PROBLEMS TO WORK ON:
a: Decide whether each statement below agrees with the kidney stone passage, and answer yes or no, quoting the deciding words of the passage: (i) Struvite stones are linked to chronic urinary tract infections. (ii) Uric acid crystals dissolve well in acidic urine. (iii) Calcium stones account for 80% of kidney stones.
b: Extend the kidney stone passage, picking up after its final line.

SOURCE PASSAGE:
Kidney stones are hard deposits that can form in your kidneys, two bean-shaped organs in your upper abdomen, each about the size of your fist, that make up part of the upper urinary tract. Your kidneys are responsible for filtering waste products and excess water from the bloodstream to form urine. Kidney stones are made from different minerals and salts.

The four types of kidney stones are:

  1. Calcium stones, 80% of stones. Calcium stones may be made of calcium oxalate or calcium phosphate, with calcium accounting for a large majority.
  2. Uric acid stones, 5% to 10% of stones. Uric acid is a waste product that comes from chemical changes in the body. Uric acid crystals do not dissolve well in acidic urine and instead will form a uric acid stone.
  3. Struvite stones, 10% of stones. These are related to chronic urinary tract infections (UTIs). Some bacteria make the urine less acidic, which allows these stones to grow.
  4. Cystine stones, less than 1% of stones. Cystinuria (too much cystine in the urine) is a rare, inherited metabolic disorder. The kidneys do not reabsorb cystine from the urine in people who have this. When high amounts of cystine are in the urine, it causes stones to form.

Is it important to know what type of stone I have?

DATA SUPPLIED:
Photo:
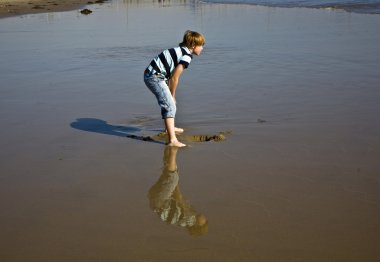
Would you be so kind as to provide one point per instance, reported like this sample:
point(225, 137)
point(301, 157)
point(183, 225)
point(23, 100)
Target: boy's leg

ANSWERS TO THE PROBLEMS:
a:
(i) Yes: "These are related to chronic urinary tract infections (UTIs)."
(ii) No: "Uric acid crystals do not dissolve well in acidic urine and instead will form a uric acid stone."
(iii) Yes: "Calcium stones, 80% of stones."

b:
Marks explained that knowing the composition of the stone is important for managing treatment and prevention. “However,” he continued, “this does not necessarily tell you how you made it.”

So successful kidney stone treatment and prevention isn’t just about determining a stone’s composition; it also involves diving into a person’s medical and lifestyle history to examine what is causing the formation of the stone.

“There's usually some sort of metabolic inborn error, along with other medical problems, and lifestyles that will contribute to the formation of stone disease,” Marks said. “So getting to the root cause is important.”

And that’s where Marks and other Novant Health urologists come in. They can run tests to help determine the root cause of the stone formation, which is important to ensure one kidney stone doesn’t become many over time.

“We’ll come up with a treatment plan that will manage that and help prevent future stone episodes. That's the goal,” Marks said.